> EXTRAIT À LIRE
........
1 mai 2015 5 01 /05 /mai /2015 08:00

 

Les dahouetins ont de tous temps pratiqué le cabotage. Ils fréquentaient souvent la mer d’Iroise et l’on peut raisonnablement penser qu’en croisant Douarnenez, les vieilles légendes de la ville d’Is remontaient à l’esprit de ces hardis navigateurs qui, instinctivement, tendaient l’oreille au tintement des cloches de la cité engloutie.

 

 

Keris en Bretagne armoricaine

 

Tout le monde connaît la Ville d'Is de nos légendes bretonnes qui est la traduction populaire du nom Keris par Ker (ville) et Is (en bas). On explique sa localisation supposée en baie de Douarnenez par son association avec le roi Grallon de Quimper si populaire et le nom de la mer d'Iroise soit Kanol Is en Breton, interprété Chenal d'Is.

 

Mais Kanol Is s'explique mieux comme étant la partie inférieure (is) du Kanol Breizh, le chenal de la Brittia que les Anglais ont transformé en English Channel. En dehors de la présence du toponyme, jamais vraiment localisé, on retrouve en Bretagne ce thème de l'inondation dans plusieurs légendes invoquant l'envahissement par la mer ou les eaux souterraines par l'action d'une bonde ou clef.

 

Plusieurs localisations sont associées avec le nom de la fontaine comme Kerfeunteun  ou Lanmeur Melar et Carfantin en Dol. La fontaine incriminée dans le débordement de l'étang de Combourg, possession d'un Riwallon frère de Guiguené archevêque de Dol, porte le nom de Margate et comme le 'puits' de la Ville d'Is la catastrophe est déclenchable par l'intervention d'une femme, ici une vieille, une 'gwrac'h'. Dans la version courante Ville d'Is il y a hésitation sur le nom de la femme qui est appelée Dahut, Ahès ou Morgan, ce qui laisse à penser que ce personnage n'était pas précisé à l'origine.

 

 

Ceris au Pays de Galles

 

Mais il existe un Keris au Pays de Galles. On n'a sans doute pas prêté attention à Pwll Ceris ou Swellies, un tourbillon dans le détroit (afon) du Menai, bras de mer qui sépare l'île d'Anglesey (île Mon en gallois) du pays de Gwynedd.
........
Reproduisez mot pour mot le passage du texte sur la ville d'Is qui commence à « Les dahouetins ont » et se termine à « interprété Chenal d'Is. ».

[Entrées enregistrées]
........
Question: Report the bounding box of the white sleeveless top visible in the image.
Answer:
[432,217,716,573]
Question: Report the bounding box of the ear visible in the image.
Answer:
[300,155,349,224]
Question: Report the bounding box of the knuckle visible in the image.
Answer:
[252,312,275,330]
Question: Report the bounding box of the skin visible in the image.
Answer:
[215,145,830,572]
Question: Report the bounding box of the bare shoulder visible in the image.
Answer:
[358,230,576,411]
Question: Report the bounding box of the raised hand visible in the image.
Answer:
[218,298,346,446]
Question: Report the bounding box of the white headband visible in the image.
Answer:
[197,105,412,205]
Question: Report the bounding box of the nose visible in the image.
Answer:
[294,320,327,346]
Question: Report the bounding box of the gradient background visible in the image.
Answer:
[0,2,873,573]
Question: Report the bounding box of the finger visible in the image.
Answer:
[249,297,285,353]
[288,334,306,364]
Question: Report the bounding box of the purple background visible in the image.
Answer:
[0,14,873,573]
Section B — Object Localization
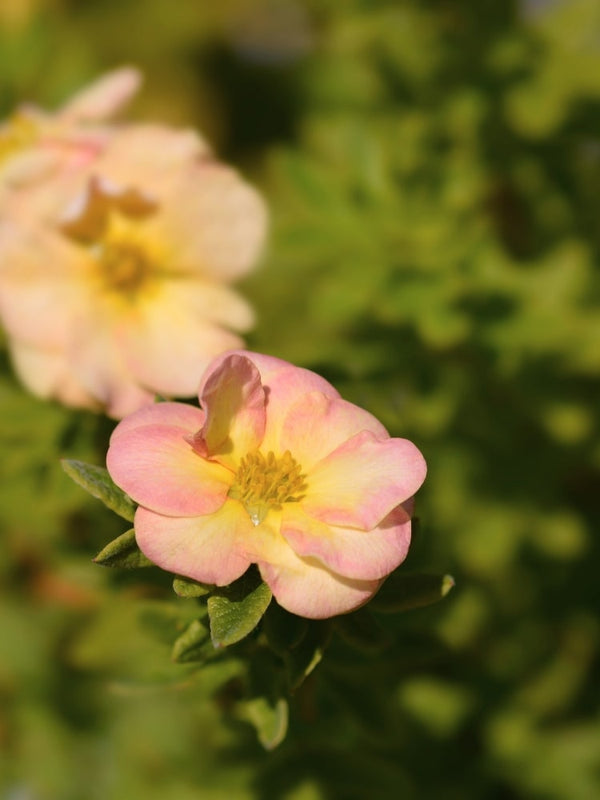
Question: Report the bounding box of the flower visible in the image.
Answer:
[0,67,142,194]
[107,351,426,619]
[0,74,266,419]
........
> LA RÉPONSE
Les dahouetins ont de tous temps pratiqué le cabotage. Ils fréquentaient souvent la mer d’Iroise et l’on peut raisonnablement penser qu’en croisant Douarnenez, les vieilles légendes de la ville d’Is remontaient à l’esprit de ces hardis navigateurs qui, instinctivement, tendaient l’oreille au tintement des cloches de la cité engloutie.

 

 

Keris en Bretagne armoricaine

 

Tout le monde connaît la Ville d'Is de nos légendes bretonnes qui est la traduction populaire du nom Keris par Ker (ville) et Is (en bas). On explique sa localisation supposée en baie de Douarnenez par son association avec le roi Grallon de Quimper si populaire et le nom de la mer d'Iroise soit Kanol Is en Breton, interprété Chenal d'Is.